- _Task to complete_:
Reproduce exactly, from the data that follows, the line with "Pick out a point on every instance of the red double", the line with "Target: black tyre", and every line that lies between them.

[Items from a dataset]
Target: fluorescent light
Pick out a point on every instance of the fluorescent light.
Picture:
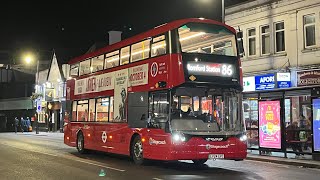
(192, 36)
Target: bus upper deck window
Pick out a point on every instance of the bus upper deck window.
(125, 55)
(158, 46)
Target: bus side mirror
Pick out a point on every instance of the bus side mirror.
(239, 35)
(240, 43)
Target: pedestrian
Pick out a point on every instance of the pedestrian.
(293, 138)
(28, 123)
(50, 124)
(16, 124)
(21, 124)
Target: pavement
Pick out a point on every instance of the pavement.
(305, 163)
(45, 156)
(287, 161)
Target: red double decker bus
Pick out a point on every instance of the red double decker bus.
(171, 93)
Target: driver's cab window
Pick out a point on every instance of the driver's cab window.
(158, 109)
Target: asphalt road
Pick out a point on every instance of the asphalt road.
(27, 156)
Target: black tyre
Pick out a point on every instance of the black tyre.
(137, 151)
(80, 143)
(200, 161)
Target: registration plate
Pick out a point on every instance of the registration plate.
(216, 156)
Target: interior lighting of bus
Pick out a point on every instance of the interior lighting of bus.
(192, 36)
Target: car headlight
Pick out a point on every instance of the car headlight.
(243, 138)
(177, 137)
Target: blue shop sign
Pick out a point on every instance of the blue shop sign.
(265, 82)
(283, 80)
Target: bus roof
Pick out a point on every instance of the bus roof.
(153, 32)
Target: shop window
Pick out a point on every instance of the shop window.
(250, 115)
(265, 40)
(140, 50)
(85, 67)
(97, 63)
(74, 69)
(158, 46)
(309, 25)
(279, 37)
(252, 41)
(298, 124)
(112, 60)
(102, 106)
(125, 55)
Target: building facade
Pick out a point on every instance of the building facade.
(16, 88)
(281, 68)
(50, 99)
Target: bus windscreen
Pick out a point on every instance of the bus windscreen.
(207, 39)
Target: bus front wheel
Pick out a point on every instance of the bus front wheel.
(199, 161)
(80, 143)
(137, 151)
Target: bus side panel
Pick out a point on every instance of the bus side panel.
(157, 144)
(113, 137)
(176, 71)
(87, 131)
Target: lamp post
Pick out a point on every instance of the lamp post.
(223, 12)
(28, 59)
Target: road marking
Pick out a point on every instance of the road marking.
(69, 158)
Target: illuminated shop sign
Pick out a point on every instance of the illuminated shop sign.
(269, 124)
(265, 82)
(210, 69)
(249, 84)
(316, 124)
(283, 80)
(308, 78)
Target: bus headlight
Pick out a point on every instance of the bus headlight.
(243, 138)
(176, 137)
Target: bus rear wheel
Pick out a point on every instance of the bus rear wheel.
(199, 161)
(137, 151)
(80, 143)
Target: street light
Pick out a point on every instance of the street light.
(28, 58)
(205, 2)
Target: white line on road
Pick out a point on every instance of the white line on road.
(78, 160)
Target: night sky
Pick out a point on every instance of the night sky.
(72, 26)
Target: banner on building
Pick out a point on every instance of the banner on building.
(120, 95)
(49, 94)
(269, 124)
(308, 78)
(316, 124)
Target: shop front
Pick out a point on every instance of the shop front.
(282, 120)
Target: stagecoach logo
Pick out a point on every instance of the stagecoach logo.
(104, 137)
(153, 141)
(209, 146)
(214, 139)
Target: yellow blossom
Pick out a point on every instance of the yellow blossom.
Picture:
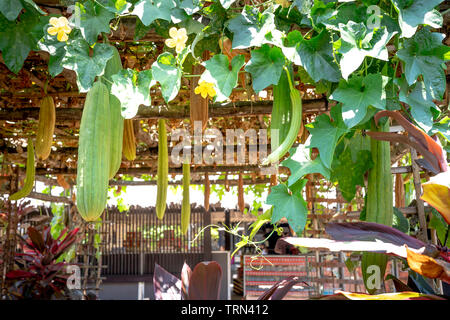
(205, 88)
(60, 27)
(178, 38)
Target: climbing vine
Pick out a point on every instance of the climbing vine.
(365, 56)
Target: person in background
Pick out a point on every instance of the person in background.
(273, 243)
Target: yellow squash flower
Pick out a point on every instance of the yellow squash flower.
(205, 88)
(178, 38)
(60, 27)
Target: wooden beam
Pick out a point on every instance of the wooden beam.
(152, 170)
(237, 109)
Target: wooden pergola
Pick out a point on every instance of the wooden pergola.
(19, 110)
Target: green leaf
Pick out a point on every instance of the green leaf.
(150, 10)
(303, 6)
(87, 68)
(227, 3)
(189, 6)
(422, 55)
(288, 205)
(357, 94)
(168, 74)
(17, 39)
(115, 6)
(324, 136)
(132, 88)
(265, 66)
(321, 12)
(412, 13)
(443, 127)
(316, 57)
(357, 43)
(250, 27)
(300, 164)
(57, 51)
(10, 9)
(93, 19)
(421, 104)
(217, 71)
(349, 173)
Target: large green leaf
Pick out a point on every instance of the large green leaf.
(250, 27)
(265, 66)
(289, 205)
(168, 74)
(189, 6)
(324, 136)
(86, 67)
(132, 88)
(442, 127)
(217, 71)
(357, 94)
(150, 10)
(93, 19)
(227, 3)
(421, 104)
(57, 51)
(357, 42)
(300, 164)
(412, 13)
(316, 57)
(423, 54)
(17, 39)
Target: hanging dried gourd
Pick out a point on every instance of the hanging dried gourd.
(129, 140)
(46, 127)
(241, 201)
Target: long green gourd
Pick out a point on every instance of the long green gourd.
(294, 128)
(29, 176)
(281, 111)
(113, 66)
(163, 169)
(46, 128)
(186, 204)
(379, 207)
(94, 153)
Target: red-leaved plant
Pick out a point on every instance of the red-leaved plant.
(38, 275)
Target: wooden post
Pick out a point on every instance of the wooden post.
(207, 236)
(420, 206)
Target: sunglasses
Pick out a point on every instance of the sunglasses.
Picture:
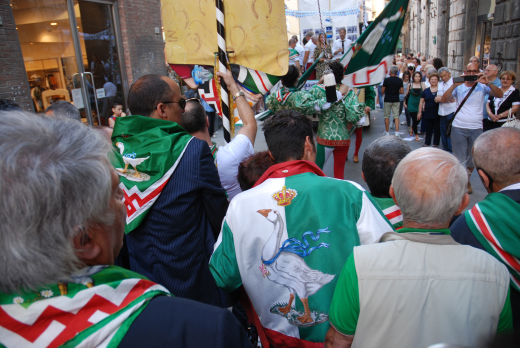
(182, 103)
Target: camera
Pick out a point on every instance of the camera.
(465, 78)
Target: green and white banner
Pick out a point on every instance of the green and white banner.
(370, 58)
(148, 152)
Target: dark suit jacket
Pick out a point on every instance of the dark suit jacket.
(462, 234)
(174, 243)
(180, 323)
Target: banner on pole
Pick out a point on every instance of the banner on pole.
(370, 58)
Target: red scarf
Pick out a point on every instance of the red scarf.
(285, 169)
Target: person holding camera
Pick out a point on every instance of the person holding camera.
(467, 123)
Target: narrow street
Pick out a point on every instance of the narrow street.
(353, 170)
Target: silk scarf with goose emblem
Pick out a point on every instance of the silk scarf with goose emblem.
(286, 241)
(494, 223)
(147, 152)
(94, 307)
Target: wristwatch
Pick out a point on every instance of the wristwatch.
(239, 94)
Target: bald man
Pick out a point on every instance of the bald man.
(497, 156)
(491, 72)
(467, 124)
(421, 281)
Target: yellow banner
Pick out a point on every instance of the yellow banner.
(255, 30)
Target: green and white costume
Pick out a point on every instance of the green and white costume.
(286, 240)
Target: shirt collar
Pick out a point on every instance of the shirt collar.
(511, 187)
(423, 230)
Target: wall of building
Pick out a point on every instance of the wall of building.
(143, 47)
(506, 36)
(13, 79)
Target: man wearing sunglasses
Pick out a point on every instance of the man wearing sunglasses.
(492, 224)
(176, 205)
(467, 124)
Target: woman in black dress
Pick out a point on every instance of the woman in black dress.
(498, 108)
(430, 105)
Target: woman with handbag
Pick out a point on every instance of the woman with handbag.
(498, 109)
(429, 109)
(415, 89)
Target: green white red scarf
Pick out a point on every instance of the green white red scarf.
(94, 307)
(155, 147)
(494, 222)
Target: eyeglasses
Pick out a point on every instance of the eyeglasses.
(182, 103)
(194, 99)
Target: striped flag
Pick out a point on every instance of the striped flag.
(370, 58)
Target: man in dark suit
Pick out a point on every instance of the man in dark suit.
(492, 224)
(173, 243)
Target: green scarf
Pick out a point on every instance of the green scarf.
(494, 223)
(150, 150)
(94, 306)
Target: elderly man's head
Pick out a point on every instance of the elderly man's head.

- _Written response_:
Pick out a point on every instance of the red double decker bus.
(171, 93)
Target: driver's cab window
Pick out a point on every instance of the driver's cab window.
(158, 109)
Target: asphalt road
Pick out a point on every instance of the asphalt road.
(27, 156)
Target: black tyre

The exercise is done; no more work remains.